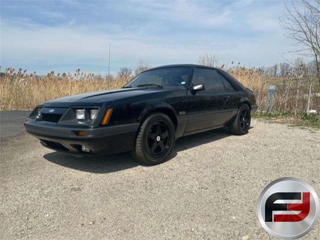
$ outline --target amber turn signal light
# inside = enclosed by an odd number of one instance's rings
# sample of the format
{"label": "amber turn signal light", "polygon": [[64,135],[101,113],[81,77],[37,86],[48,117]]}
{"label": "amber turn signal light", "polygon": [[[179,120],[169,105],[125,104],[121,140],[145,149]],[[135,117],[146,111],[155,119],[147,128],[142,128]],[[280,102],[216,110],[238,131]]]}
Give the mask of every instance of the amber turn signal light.
{"label": "amber turn signal light", "polygon": [[112,112],[112,108],[108,108],[106,112],[106,114],[102,120],[101,125],[106,125],[109,122],[110,116],[111,116],[111,112]]}

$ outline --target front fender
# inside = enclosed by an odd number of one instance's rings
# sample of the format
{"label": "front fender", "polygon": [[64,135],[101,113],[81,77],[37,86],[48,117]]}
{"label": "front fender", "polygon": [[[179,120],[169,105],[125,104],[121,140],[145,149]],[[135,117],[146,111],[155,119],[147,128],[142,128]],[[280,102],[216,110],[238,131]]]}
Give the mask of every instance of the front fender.
{"label": "front fender", "polygon": [[176,118],[176,112],[174,109],[172,107],[172,106],[166,102],[160,102],[152,104],[144,108],[144,110],[139,115],[139,116],[138,117],[138,121],[139,122],[140,122],[142,119],[144,118],[146,116],[147,116],[150,112],[156,112],[157,110],[162,112],[162,110],[170,111],[170,112],[174,114]]}

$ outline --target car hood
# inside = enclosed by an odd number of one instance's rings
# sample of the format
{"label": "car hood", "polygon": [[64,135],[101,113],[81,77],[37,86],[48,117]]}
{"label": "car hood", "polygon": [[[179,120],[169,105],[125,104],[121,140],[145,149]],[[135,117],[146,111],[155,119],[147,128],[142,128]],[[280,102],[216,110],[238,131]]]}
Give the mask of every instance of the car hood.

##########

#### [What the exercise asks]
Quote the lines above word for word, from the line containing "--target front fender" through the last line of the items, including both.

#### [Answer]
$ outline --target front fender
# inside = enclosed by an odd number of one instance's rings
# sample of the format
{"label": "front fender", "polygon": [[64,135],[101,113],[81,77],[37,86],[48,117]]}
{"label": "front fender", "polygon": [[[179,120],[169,105],[125,104],[121,140],[145,149]],[[135,117],[146,111],[155,119],[147,128],[142,128]],[[280,102],[216,110],[238,131]]]}
Give the mask of every instance of the front fender.
{"label": "front fender", "polygon": [[176,118],[176,112],[174,109],[172,107],[172,106],[166,102],[160,102],[152,104],[144,108],[144,110],[139,115],[139,116],[138,117],[138,121],[139,122],[140,122],[142,119],[144,118],[146,116],[147,116],[150,112],[156,112],[157,110],[162,112],[162,110],[170,111],[170,112],[174,114]]}

$ outline --target car hood
# inside = enclosed by an odd number of one instance's rings
# sample of the format
{"label": "car hood", "polygon": [[64,135],[101,113],[81,77],[37,86],[48,117]]}
{"label": "car hood", "polygon": [[[179,120],[169,105],[125,104],[121,140],[145,149]],[[135,117],[146,111],[155,119],[147,128],[142,128]],[[280,102],[216,110],[238,131]]]}
Give the mask of every instance of the car hood.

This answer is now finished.